--- START ---
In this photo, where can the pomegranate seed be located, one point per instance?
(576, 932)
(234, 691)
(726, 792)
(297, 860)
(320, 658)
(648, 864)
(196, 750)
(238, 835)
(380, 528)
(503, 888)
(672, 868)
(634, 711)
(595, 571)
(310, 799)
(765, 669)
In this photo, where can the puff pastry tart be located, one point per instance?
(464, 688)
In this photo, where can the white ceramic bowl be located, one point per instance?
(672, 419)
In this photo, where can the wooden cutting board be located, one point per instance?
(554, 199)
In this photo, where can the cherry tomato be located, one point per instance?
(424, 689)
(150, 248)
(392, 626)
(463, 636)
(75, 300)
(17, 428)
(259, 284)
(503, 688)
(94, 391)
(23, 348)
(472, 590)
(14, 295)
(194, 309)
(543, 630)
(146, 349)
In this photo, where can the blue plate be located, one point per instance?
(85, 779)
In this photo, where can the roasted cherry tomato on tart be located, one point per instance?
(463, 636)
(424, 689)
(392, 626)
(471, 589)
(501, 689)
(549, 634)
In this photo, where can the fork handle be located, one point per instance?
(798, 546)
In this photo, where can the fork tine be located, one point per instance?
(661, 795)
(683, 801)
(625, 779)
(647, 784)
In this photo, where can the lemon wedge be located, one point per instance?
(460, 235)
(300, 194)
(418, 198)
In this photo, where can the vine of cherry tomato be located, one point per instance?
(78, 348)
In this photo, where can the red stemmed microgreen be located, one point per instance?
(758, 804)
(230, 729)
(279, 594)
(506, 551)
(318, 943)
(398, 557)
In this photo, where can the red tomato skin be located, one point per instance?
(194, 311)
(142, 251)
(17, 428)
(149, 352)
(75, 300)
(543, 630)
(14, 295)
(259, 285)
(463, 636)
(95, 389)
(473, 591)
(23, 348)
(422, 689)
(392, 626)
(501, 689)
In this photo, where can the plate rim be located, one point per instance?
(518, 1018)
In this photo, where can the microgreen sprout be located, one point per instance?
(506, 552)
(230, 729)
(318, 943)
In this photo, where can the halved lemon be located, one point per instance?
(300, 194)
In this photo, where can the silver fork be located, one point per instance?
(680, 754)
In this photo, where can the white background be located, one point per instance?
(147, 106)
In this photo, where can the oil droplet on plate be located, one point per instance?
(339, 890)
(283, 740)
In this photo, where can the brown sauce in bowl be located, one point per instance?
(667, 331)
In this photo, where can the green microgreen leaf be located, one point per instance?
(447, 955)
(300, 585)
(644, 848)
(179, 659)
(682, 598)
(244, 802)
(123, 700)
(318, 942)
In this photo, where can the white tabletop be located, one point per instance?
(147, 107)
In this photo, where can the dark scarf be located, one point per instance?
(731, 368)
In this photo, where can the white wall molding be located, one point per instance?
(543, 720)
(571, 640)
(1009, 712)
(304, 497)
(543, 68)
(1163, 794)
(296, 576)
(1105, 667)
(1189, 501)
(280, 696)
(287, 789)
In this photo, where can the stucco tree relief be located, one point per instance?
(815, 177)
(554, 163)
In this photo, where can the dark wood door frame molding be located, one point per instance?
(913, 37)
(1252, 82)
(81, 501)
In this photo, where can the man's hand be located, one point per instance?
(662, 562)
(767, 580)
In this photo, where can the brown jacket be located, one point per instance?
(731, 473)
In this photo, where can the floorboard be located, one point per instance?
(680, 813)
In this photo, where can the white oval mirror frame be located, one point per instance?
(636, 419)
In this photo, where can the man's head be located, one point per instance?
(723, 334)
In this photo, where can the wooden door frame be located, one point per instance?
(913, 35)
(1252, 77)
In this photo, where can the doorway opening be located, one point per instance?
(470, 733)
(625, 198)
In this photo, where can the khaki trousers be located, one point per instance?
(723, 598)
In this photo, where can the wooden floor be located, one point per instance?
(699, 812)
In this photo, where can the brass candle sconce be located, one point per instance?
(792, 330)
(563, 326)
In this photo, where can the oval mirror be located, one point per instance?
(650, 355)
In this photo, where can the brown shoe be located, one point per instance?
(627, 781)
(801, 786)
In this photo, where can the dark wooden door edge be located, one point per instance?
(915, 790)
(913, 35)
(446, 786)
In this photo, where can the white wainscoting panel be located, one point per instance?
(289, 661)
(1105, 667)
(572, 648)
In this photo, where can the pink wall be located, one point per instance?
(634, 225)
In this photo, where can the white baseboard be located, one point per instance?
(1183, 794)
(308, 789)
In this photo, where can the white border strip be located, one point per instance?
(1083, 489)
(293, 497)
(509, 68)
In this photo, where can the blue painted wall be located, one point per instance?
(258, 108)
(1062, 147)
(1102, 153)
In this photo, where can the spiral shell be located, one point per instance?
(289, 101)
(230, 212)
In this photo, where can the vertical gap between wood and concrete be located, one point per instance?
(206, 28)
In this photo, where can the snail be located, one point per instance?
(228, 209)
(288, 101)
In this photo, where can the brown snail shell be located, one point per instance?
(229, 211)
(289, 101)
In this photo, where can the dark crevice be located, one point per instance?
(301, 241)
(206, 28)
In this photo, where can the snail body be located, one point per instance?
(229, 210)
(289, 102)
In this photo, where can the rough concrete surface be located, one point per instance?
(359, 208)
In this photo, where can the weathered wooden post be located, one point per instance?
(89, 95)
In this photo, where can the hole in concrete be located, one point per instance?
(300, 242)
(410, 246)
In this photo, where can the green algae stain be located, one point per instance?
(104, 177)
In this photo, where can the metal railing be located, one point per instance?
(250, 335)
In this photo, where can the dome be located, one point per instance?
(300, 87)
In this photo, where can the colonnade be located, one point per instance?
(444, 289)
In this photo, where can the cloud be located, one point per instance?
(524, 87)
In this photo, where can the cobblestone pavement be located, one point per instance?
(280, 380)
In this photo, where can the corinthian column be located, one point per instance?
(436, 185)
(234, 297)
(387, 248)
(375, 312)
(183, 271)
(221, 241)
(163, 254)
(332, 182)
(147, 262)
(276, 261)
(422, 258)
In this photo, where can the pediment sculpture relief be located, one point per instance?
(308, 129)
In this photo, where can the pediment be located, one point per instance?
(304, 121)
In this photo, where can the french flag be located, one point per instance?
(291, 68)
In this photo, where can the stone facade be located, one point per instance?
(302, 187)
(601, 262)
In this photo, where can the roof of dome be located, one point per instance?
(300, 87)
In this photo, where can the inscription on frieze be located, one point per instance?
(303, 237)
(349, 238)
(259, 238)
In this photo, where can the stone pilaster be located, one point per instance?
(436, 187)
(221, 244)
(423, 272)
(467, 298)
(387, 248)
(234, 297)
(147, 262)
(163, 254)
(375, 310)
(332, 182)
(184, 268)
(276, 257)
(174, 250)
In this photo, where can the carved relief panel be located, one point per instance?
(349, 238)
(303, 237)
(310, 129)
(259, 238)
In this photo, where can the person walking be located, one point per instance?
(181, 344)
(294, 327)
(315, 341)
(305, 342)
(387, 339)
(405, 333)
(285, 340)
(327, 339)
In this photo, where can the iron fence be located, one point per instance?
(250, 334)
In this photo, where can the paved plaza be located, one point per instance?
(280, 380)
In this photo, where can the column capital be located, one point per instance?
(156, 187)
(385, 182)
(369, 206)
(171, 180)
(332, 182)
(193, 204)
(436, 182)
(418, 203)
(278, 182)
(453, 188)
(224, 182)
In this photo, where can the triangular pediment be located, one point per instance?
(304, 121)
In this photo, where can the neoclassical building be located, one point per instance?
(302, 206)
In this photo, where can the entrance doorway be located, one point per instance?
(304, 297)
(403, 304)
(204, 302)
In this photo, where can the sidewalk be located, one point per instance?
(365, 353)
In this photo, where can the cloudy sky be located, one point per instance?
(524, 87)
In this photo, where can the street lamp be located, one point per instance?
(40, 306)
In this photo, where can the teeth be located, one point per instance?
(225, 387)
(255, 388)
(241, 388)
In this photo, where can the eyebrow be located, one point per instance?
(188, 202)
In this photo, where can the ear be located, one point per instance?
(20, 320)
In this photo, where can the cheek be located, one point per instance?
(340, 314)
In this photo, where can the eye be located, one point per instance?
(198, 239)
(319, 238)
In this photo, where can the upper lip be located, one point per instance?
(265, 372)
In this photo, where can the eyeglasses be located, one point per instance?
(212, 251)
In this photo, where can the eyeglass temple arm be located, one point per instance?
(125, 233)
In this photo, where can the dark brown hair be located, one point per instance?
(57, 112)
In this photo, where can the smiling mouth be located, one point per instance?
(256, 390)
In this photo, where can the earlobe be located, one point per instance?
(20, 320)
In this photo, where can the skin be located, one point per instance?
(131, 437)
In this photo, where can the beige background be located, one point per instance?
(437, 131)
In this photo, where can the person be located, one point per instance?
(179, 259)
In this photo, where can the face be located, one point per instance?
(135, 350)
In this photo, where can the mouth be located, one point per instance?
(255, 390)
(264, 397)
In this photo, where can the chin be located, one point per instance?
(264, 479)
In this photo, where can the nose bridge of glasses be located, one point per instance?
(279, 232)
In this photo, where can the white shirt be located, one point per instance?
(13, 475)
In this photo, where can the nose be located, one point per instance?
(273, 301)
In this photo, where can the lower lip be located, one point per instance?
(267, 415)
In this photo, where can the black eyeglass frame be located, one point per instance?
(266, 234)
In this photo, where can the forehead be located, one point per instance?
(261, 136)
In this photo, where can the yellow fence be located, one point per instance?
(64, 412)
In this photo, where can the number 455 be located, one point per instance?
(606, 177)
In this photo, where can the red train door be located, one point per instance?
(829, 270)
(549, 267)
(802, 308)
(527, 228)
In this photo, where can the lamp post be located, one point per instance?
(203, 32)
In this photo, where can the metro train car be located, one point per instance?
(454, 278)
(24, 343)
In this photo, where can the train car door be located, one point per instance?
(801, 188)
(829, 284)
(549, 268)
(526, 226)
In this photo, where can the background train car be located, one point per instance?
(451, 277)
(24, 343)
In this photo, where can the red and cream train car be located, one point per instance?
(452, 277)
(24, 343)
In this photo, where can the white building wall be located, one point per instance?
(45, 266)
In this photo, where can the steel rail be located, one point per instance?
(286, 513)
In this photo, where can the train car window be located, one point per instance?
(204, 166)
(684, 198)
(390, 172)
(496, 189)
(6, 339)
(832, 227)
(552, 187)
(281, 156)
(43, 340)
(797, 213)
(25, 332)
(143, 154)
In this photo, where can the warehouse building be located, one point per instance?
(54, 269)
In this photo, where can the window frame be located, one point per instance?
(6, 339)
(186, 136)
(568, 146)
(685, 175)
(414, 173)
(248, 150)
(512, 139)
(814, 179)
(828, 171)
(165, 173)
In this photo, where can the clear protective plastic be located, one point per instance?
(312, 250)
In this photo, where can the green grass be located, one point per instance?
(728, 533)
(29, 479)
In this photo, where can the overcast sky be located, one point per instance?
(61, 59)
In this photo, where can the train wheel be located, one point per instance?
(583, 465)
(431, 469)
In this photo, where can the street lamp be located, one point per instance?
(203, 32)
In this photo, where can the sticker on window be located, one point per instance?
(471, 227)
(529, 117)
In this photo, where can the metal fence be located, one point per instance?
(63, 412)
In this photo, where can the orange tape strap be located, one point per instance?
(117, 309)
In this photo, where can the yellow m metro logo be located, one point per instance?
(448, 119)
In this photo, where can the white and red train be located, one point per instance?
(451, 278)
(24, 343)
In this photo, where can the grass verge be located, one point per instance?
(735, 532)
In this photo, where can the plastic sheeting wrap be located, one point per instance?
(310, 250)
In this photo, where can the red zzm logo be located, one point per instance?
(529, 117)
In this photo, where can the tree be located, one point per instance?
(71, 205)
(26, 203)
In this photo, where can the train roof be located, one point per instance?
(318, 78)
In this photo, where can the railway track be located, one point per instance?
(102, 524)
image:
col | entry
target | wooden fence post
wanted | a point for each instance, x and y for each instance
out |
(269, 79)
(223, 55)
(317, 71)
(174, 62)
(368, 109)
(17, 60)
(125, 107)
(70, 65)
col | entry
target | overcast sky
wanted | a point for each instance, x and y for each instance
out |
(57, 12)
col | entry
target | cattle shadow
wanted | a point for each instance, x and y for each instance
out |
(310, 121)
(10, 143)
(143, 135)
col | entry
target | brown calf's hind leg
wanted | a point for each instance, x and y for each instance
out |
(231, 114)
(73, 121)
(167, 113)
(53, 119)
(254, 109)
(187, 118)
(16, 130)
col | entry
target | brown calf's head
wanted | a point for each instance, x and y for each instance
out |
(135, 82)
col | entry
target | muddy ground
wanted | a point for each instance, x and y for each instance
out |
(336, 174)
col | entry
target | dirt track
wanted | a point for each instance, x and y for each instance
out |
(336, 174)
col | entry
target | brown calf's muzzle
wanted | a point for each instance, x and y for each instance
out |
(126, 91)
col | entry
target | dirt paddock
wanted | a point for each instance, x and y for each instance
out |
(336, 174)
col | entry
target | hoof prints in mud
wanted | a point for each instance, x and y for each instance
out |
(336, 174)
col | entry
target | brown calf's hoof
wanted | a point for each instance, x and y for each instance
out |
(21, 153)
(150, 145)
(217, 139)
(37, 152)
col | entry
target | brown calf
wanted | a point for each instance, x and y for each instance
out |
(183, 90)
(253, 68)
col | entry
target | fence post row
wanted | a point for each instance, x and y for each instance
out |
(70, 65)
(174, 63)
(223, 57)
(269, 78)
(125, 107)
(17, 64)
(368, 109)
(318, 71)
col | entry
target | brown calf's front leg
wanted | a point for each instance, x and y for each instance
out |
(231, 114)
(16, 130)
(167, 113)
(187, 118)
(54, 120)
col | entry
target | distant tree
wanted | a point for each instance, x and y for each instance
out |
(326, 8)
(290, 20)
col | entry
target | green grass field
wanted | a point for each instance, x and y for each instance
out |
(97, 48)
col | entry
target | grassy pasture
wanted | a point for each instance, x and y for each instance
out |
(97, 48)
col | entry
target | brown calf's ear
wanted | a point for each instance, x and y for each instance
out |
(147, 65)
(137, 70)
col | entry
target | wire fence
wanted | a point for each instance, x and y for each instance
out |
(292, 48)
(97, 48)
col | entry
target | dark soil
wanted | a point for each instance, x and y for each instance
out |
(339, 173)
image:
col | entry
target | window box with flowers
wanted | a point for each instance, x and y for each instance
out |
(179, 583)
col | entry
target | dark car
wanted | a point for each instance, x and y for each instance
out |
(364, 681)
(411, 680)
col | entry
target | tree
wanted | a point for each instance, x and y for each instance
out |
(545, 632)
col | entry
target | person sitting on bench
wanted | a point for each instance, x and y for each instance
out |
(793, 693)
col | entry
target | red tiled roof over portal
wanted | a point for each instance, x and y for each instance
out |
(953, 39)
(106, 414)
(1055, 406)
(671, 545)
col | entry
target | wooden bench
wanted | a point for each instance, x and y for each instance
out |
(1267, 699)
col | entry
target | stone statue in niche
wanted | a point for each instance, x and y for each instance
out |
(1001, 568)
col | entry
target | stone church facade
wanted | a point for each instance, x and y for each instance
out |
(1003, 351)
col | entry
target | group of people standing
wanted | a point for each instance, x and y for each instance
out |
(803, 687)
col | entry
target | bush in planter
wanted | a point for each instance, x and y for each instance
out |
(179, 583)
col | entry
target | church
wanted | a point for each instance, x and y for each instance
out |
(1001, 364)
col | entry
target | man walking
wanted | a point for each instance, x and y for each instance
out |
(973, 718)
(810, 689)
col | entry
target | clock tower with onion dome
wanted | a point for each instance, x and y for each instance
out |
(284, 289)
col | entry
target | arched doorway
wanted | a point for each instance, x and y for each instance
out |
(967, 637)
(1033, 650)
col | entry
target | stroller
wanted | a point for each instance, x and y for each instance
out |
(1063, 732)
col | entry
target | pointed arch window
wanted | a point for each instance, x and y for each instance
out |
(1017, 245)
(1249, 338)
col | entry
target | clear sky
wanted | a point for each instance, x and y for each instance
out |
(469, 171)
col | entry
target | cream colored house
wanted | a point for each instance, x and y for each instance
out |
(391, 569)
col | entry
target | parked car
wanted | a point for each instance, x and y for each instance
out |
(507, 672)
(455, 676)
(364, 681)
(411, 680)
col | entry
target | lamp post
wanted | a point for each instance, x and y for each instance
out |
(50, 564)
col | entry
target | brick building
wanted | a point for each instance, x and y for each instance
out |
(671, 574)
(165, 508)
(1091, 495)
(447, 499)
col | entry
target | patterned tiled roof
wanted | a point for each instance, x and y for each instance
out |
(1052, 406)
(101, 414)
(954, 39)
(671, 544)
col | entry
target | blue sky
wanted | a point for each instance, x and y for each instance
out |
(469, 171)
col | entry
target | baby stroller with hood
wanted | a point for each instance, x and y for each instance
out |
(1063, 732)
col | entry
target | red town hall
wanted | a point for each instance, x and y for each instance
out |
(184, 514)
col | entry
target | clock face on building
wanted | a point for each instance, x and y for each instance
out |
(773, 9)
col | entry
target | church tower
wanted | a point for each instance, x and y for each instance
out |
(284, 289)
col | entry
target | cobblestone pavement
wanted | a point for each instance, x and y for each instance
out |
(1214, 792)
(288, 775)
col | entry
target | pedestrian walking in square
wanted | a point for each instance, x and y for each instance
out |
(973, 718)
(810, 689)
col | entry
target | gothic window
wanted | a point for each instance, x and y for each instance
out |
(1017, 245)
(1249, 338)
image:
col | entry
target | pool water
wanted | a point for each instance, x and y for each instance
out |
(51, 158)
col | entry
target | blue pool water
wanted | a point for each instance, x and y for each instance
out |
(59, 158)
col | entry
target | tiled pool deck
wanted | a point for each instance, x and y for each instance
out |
--- END ---
Leave out every line above except those from the line with "In this photo, where can the plastic" up to and including the line with "target | brown calf's hind leg", and copy those exactly.

In this photo, where can the plastic sheeting wrap be located, one point per instance?
(310, 250)
In this photo, where can the red zzm logo be located, one point per instance?
(529, 117)
In this photo, where can the tree be located, one point per instance?
(71, 205)
(26, 203)
In this photo, where can the train roof be located, one point per instance?
(318, 78)
In this photo, where can the railway track be located, one point per instance?
(102, 524)
image:
col | entry
target | wooden fence post
wanted | a point for each instance, x and y for each instance
out |
(269, 79)
(223, 55)
(317, 71)
(174, 62)
(368, 109)
(17, 60)
(125, 107)
(70, 65)
col | entry
target | overcast sky
wanted | a point for each instance, x and y for each instance
out |
(57, 12)
col | entry
target | cattle shadow
wanted | a point for each instance, x and y for each instance
out |
(310, 121)
(10, 143)
(143, 135)
col | entry
target | brown calf's hind leg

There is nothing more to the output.